List every line in the records below that contains the word "sign". Copy each of those lines in full.

GIVEN DATA:
• • • •

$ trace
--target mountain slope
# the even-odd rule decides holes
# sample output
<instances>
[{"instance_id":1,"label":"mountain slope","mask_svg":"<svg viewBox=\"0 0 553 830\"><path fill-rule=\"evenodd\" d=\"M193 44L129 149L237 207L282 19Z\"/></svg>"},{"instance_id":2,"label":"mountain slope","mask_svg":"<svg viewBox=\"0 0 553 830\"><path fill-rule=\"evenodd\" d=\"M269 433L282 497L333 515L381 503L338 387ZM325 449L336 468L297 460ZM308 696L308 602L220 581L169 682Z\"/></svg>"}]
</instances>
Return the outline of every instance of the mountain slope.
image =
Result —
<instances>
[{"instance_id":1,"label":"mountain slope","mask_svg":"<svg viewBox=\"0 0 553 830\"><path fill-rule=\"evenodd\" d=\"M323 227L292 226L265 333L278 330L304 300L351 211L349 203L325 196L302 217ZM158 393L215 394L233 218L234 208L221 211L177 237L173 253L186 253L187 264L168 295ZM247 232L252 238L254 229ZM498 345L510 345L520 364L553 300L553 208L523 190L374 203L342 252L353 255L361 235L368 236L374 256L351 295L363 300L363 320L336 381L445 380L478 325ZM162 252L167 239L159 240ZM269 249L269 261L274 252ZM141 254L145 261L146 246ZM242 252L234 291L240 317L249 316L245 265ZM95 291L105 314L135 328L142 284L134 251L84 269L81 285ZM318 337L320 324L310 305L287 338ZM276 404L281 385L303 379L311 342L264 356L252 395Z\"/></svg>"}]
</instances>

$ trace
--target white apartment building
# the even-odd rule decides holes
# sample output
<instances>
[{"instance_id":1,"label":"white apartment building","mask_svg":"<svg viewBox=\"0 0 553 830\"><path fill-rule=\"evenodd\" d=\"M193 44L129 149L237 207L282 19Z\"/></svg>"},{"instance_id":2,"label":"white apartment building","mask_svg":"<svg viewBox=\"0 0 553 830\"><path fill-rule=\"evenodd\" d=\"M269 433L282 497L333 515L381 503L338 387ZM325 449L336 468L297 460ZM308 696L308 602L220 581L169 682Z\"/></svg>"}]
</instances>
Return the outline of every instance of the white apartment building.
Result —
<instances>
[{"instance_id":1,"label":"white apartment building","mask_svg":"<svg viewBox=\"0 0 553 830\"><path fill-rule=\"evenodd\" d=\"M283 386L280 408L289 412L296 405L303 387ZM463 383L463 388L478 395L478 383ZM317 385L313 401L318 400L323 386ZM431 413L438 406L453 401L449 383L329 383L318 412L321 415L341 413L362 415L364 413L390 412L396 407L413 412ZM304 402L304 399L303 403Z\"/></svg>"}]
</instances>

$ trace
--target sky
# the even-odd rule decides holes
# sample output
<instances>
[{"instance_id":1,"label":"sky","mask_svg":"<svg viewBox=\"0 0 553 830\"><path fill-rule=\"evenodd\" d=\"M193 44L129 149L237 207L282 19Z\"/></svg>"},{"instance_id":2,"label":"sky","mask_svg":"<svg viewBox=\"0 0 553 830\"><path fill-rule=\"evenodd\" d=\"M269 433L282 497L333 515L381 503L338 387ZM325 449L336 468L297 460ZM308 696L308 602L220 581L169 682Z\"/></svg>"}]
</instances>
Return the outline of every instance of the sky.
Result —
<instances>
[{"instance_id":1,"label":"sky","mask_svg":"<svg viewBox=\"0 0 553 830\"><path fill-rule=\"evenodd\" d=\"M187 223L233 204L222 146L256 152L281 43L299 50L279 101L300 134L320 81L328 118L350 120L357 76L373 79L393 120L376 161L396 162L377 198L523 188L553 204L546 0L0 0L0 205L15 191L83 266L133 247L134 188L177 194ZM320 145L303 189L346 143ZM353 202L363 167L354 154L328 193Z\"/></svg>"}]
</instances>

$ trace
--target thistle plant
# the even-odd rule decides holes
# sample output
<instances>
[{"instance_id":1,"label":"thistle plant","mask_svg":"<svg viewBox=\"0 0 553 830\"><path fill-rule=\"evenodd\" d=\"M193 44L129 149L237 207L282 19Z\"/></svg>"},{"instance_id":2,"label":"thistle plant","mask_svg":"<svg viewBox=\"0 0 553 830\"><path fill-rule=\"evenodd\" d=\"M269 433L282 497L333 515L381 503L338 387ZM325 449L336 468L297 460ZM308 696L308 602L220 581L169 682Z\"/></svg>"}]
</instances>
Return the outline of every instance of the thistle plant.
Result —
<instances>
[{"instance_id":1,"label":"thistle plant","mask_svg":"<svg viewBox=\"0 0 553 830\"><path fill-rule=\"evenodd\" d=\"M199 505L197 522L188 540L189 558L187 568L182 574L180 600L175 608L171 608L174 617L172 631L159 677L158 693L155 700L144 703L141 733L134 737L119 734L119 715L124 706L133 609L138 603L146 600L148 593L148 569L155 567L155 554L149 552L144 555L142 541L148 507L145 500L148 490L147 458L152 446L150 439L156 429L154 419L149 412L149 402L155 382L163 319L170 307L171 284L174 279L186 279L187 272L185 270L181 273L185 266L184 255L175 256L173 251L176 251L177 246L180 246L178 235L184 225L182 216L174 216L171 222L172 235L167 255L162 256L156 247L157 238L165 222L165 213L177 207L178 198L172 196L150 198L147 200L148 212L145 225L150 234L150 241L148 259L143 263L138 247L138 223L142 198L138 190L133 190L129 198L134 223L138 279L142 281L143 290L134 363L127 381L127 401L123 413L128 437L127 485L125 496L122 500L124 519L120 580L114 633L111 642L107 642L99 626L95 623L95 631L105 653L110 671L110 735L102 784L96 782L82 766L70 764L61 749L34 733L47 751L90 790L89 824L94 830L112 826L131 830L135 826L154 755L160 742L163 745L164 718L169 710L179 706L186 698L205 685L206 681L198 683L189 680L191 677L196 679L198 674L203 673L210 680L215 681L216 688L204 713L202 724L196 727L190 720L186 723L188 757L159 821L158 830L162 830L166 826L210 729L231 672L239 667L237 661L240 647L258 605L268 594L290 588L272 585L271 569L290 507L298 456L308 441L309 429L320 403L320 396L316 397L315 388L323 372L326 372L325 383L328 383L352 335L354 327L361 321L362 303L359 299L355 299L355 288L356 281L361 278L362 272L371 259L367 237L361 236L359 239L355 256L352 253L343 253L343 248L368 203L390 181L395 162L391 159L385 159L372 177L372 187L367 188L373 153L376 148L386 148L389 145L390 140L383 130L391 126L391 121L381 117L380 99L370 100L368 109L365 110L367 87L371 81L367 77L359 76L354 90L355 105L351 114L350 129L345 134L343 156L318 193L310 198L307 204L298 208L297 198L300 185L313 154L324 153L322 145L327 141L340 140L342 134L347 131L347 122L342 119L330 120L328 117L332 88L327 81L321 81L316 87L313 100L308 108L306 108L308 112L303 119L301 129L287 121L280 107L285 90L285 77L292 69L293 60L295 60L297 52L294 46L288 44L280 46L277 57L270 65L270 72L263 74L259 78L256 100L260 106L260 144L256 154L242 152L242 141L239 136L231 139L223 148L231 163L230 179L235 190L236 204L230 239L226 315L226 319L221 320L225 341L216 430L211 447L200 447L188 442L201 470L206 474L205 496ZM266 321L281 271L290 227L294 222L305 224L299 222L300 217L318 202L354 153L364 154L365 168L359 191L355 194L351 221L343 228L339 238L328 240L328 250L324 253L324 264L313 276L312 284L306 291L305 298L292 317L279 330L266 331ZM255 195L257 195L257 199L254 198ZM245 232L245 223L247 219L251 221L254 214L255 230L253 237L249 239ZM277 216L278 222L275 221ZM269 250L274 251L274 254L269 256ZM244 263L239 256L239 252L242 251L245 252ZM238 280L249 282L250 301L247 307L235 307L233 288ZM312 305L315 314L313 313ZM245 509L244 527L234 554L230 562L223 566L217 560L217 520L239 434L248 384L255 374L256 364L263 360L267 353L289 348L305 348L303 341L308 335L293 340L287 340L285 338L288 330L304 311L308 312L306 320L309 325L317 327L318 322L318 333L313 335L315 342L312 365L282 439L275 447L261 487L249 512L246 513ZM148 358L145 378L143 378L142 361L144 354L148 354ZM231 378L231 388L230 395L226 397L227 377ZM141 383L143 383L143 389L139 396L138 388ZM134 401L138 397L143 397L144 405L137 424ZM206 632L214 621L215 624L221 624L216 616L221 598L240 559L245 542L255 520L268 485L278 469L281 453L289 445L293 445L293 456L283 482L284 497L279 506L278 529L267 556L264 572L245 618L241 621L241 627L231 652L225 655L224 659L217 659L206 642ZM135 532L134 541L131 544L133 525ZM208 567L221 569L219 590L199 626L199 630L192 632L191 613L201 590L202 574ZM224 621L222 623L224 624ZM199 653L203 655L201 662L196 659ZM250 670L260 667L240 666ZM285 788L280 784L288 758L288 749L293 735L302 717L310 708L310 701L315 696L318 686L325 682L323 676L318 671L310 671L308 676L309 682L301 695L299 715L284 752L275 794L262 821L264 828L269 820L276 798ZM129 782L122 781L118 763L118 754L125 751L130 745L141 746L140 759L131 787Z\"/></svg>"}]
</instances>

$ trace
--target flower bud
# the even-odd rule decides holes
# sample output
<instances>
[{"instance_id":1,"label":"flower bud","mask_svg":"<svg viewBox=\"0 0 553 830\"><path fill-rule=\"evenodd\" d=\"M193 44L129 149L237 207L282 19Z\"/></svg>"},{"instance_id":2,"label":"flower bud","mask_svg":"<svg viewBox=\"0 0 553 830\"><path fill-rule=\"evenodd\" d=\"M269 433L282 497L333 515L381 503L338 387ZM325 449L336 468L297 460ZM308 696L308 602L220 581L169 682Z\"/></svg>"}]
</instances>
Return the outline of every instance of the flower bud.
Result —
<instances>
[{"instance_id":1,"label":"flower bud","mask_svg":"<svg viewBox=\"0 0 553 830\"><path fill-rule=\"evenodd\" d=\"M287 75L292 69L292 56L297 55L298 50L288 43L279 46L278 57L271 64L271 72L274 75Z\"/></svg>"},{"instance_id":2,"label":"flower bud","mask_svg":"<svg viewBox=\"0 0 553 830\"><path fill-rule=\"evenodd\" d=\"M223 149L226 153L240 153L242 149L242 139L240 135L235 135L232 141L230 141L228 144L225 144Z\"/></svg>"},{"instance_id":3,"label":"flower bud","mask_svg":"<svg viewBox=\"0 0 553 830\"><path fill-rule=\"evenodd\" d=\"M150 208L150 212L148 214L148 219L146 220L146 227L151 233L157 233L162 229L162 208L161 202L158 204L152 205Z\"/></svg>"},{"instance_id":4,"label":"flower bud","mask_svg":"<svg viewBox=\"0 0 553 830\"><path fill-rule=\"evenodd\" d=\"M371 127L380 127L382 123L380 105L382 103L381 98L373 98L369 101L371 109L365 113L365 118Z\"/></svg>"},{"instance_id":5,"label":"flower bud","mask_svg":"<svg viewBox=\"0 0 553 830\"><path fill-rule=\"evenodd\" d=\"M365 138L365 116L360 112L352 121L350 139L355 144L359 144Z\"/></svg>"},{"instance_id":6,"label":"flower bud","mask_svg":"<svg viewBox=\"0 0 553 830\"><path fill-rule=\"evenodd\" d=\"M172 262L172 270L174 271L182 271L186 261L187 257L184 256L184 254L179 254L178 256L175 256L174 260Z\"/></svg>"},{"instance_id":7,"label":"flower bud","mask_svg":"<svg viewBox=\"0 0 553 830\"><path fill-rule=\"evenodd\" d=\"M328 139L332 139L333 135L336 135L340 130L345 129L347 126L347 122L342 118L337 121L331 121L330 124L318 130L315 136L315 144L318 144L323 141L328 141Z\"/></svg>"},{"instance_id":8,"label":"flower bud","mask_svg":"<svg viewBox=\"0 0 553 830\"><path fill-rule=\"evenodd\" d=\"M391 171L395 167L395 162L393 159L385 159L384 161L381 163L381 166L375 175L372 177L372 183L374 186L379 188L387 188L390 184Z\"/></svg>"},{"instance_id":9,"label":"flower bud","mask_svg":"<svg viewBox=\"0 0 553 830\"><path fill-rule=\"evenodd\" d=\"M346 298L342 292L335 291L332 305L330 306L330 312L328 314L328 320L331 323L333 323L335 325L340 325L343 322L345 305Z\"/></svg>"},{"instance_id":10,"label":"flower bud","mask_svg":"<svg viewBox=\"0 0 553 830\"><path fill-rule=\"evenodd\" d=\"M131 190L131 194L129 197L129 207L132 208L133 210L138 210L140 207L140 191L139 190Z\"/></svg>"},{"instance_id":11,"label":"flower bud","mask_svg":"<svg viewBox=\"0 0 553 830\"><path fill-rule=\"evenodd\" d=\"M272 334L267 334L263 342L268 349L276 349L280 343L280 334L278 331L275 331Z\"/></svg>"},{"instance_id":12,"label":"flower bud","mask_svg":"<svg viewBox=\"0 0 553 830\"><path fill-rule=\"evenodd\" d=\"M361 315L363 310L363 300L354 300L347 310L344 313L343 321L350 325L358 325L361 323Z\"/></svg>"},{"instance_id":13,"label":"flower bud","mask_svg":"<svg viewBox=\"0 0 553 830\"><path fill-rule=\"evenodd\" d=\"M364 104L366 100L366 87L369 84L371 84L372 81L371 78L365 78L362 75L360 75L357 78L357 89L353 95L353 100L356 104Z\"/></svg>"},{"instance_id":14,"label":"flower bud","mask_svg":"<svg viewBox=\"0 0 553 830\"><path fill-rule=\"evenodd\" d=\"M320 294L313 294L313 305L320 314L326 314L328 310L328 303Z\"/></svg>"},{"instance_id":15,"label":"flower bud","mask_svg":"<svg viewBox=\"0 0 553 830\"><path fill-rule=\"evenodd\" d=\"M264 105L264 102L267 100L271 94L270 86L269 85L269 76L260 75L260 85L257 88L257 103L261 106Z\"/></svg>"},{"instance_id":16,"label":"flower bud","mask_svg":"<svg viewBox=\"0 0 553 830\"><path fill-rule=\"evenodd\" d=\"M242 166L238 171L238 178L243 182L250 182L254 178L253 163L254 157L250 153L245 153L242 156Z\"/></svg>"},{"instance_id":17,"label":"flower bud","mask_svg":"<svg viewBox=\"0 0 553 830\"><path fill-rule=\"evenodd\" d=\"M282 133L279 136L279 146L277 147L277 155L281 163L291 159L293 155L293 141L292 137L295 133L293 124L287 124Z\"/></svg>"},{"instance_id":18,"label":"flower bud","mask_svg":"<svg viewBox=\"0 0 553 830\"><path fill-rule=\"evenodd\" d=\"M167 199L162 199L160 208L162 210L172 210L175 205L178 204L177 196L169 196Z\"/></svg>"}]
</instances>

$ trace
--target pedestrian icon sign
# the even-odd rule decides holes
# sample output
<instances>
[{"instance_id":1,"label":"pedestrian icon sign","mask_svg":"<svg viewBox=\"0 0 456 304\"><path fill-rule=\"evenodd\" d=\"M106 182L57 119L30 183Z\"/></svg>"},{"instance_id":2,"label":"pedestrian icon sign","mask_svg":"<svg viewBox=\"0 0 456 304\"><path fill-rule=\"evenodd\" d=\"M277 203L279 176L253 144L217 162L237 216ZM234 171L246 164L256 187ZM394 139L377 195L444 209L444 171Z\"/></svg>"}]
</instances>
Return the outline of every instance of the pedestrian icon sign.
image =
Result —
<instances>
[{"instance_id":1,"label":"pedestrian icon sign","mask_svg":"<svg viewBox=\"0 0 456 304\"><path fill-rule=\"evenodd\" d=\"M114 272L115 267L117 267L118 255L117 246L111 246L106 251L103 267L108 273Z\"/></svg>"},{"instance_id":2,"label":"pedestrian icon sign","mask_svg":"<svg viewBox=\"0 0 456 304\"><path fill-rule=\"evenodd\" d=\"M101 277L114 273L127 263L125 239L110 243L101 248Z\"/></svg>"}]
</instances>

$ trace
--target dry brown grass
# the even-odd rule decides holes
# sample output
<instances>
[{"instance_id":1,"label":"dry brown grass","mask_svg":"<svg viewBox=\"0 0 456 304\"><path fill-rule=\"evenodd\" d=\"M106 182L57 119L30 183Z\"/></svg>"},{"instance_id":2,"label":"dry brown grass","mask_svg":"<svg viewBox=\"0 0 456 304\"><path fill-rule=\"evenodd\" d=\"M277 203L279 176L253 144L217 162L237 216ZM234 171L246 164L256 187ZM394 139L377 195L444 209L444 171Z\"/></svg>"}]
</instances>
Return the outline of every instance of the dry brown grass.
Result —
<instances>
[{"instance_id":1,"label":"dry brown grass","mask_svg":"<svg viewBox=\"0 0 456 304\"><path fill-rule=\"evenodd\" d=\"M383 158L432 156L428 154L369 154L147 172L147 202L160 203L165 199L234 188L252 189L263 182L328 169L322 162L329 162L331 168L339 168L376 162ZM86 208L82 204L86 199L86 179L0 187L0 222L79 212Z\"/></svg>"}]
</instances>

• • • •

RESPONSE TO THE EXERCISE:
--target pedestrian icon sign
[{"instance_id":1,"label":"pedestrian icon sign","mask_svg":"<svg viewBox=\"0 0 456 304\"><path fill-rule=\"evenodd\" d=\"M106 182L57 119L30 183Z\"/></svg>"},{"instance_id":2,"label":"pedestrian icon sign","mask_svg":"<svg viewBox=\"0 0 456 304\"><path fill-rule=\"evenodd\" d=\"M277 203L279 176L253 144L217 162L237 216ZM234 171L246 164L256 187ZM394 139L377 195L444 209L444 171Z\"/></svg>"}]
Return the outline of every instance of the pedestrian icon sign.
[{"instance_id":1,"label":"pedestrian icon sign","mask_svg":"<svg viewBox=\"0 0 456 304\"><path fill-rule=\"evenodd\" d=\"M114 272L115 267L117 267L118 255L117 246L111 246L106 251L103 267L108 273Z\"/></svg>"},{"instance_id":2,"label":"pedestrian icon sign","mask_svg":"<svg viewBox=\"0 0 456 304\"><path fill-rule=\"evenodd\" d=\"M101 277L114 273L127 263L125 239L110 243L101 248Z\"/></svg>"}]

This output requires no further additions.